━━━ Task inputs ━━━

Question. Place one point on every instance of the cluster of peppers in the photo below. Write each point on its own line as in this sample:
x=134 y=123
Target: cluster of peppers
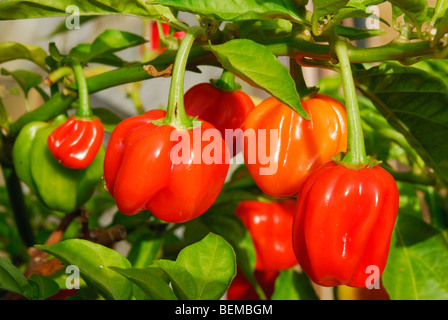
x=335 y=218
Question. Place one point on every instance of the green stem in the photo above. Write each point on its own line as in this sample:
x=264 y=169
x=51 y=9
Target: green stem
x=83 y=91
x=18 y=206
x=356 y=153
x=226 y=82
x=297 y=74
x=200 y=56
x=58 y=74
x=175 y=111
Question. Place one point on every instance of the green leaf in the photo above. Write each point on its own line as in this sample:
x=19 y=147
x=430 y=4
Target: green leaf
x=416 y=10
x=234 y=10
x=203 y=270
x=43 y=287
x=17 y=9
x=417 y=263
x=12 y=279
x=357 y=33
x=402 y=95
x=25 y=78
x=149 y=281
x=112 y=41
x=259 y=30
x=255 y=64
x=102 y=48
x=93 y=261
x=329 y=13
x=145 y=249
x=17 y=51
x=321 y=10
x=184 y=285
x=440 y=20
x=291 y=285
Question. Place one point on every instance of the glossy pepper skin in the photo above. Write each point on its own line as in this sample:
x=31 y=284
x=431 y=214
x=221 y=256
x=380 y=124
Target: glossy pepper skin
x=302 y=146
x=270 y=225
x=76 y=142
x=343 y=224
x=223 y=109
x=58 y=187
x=140 y=173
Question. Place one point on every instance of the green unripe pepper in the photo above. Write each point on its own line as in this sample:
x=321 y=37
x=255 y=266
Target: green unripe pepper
x=58 y=187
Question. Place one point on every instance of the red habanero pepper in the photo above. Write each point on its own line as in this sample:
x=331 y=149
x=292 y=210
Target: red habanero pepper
x=343 y=224
x=76 y=142
x=141 y=172
x=301 y=146
x=270 y=225
x=221 y=103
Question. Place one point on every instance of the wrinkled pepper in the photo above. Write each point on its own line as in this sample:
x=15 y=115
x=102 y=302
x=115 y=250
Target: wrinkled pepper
x=301 y=146
x=270 y=225
x=343 y=224
x=76 y=142
x=56 y=186
x=141 y=171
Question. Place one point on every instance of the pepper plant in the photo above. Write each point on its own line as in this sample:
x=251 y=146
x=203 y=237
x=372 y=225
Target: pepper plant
x=365 y=149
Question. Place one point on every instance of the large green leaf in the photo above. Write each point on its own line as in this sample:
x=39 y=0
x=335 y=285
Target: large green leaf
x=416 y=10
x=12 y=279
x=94 y=262
x=18 y=9
x=26 y=79
x=414 y=103
x=257 y=65
x=440 y=20
x=234 y=10
x=16 y=51
x=203 y=270
x=418 y=261
x=149 y=281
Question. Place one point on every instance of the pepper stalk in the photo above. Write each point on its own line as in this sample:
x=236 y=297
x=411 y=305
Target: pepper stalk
x=176 y=114
x=355 y=156
x=84 y=110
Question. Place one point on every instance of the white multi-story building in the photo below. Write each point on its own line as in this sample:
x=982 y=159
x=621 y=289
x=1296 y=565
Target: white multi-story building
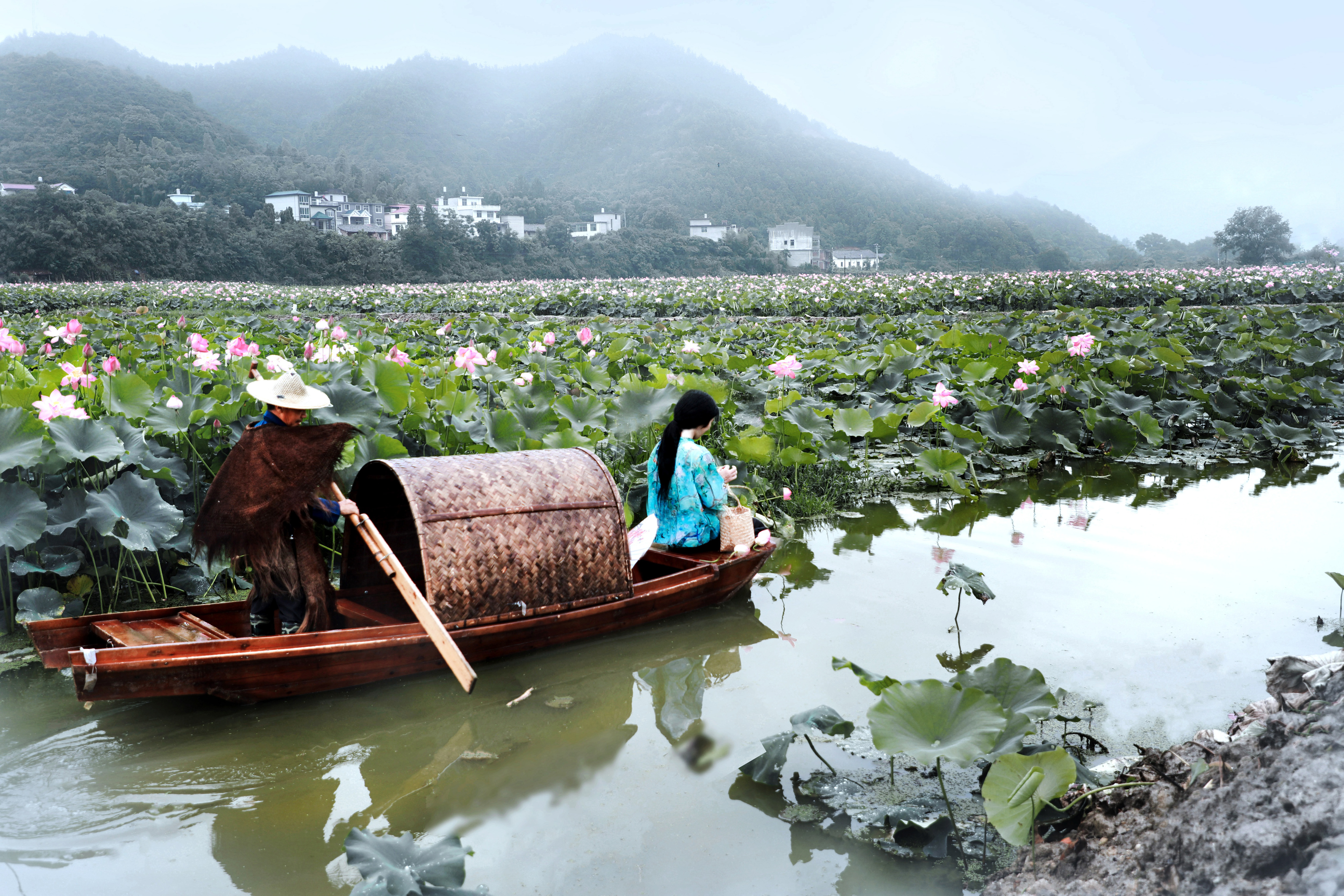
x=706 y=229
x=854 y=260
x=798 y=241
x=604 y=222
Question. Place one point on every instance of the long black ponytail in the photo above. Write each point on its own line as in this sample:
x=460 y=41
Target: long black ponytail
x=693 y=410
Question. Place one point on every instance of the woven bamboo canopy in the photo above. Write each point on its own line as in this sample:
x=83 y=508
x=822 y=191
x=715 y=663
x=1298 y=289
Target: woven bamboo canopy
x=496 y=535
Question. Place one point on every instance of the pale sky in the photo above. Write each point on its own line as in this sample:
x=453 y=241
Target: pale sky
x=1140 y=116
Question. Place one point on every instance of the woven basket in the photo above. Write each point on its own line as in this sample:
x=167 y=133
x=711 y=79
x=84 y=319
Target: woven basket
x=490 y=535
x=734 y=524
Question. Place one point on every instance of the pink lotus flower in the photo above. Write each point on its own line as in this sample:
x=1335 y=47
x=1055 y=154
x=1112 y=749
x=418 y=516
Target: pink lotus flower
x=77 y=377
x=943 y=397
x=208 y=360
x=58 y=405
x=787 y=369
x=470 y=358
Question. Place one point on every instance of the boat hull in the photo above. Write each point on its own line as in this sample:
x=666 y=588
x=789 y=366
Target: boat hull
x=246 y=670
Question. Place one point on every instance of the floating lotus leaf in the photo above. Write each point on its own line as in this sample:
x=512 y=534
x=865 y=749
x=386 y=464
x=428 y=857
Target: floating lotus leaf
x=21 y=438
x=1005 y=425
x=963 y=578
x=1115 y=436
x=765 y=769
x=931 y=719
x=132 y=512
x=1017 y=688
x=350 y=405
x=870 y=680
x=1018 y=788
x=398 y=866
x=25 y=515
x=1048 y=424
x=38 y=604
x=935 y=463
x=83 y=440
x=824 y=719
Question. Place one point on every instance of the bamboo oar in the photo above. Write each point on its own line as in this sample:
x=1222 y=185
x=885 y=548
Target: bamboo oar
x=420 y=606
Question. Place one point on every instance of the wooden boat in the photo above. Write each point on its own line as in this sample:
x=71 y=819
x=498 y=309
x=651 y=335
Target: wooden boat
x=208 y=649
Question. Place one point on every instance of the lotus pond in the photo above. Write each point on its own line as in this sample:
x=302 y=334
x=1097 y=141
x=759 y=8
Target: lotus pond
x=1151 y=592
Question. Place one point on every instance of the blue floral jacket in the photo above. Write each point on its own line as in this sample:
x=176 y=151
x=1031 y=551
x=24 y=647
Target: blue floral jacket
x=690 y=518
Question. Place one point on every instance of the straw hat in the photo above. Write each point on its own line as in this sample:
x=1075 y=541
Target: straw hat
x=288 y=390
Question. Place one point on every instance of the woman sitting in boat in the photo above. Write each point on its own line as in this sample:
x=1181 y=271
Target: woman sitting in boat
x=686 y=490
x=263 y=506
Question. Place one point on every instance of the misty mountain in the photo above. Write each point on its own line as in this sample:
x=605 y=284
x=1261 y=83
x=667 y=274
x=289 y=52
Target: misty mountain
x=630 y=124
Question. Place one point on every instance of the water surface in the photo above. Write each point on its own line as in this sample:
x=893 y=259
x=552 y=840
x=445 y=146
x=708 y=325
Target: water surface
x=1154 y=592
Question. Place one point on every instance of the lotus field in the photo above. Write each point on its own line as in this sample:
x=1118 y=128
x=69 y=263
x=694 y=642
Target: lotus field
x=812 y=295
x=112 y=422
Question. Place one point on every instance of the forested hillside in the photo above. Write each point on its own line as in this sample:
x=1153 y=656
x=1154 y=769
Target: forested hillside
x=662 y=135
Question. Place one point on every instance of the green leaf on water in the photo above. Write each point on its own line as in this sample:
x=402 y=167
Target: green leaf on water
x=870 y=680
x=824 y=719
x=25 y=515
x=931 y=719
x=1018 y=788
x=21 y=438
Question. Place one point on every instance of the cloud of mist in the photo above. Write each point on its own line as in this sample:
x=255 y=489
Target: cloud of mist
x=1144 y=117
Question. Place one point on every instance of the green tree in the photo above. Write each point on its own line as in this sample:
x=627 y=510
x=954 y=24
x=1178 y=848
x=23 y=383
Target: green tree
x=1257 y=235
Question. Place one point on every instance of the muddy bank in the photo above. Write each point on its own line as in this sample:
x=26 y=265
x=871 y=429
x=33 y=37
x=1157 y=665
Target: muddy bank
x=1261 y=815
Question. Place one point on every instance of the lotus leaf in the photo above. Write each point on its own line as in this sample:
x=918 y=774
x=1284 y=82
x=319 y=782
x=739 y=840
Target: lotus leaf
x=1115 y=436
x=21 y=438
x=765 y=769
x=1049 y=424
x=130 y=395
x=1018 y=788
x=1005 y=425
x=870 y=680
x=58 y=561
x=132 y=512
x=390 y=383
x=25 y=515
x=81 y=440
x=72 y=511
x=350 y=405
x=38 y=604
x=824 y=719
x=935 y=463
x=1124 y=404
x=1017 y=688
x=638 y=409
x=963 y=578
x=931 y=719
x=398 y=866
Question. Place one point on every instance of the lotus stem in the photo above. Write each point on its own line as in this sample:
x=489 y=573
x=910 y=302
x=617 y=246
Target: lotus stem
x=823 y=758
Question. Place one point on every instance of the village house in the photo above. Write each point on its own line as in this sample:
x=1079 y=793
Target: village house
x=709 y=230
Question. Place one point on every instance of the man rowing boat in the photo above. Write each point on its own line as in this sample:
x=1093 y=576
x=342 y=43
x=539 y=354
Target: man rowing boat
x=263 y=504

━━━

▸ **What the task requires**:
Your answer must be the exact lines from the start of the data through the line with "Question. Place one point on every instance of the green unripe", inclusive, and nothing else; pictures do not belong in it.

▸ **Your response**:
Question. Place one point on every instance of the cluster of peppers in the photo below. Write each point on its own line as in this sample:
x=134 y=123
Target: cluster of peppers
x=335 y=218
Question. Place one point on every instance of the green stem in the photo above. Write each point on its own line as in this sample:
x=264 y=169
x=51 y=9
Target: green stem
x=83 y=91
x=18 y=206
x=356 y=153
x=226 y=82
x=297 y=74
x=200 y=56
x=58 y=74
x=175 y=111
Question. Place one point on every instance of the green leaf in the photo above. Write each point on its own line as in this sample:
x=19 y=147
x=430 y=4
Target: green leaf
x=416 y=10
x=234 y=10
x=203 y=270
x=43 y=287
x=17 y=9
x=417 y=263
x=12 y=279
x=357 y=33
x=402 y=95
x=25 y=78
x=149 y=281
x=112 y=41
x=259 y=30
x=255 y=64
x=102 y=48
x=93 y=261
x=329 y=13
x=145 y=249
x=17 y=51
x=321 y=10
x=184 y=285
x=440 y=20
x=291 y=285
Question. Place one point on every instance of the glossy pepper skin in the photo above. Write each point on its own line as in this sample:
x=31 y=284
x=431 y=214
x=221 y=256
x=380 y=124
Target: glossy pepper skin
x=302 y=146
x=270 y=225
x=76 y=142
x=343 y=224
x=223 y=109
x=58 y=187
x=140 y=173
Question. Place one point on every instance of the green unripe pepper in the photo above. Write each point on its own line as in this sample:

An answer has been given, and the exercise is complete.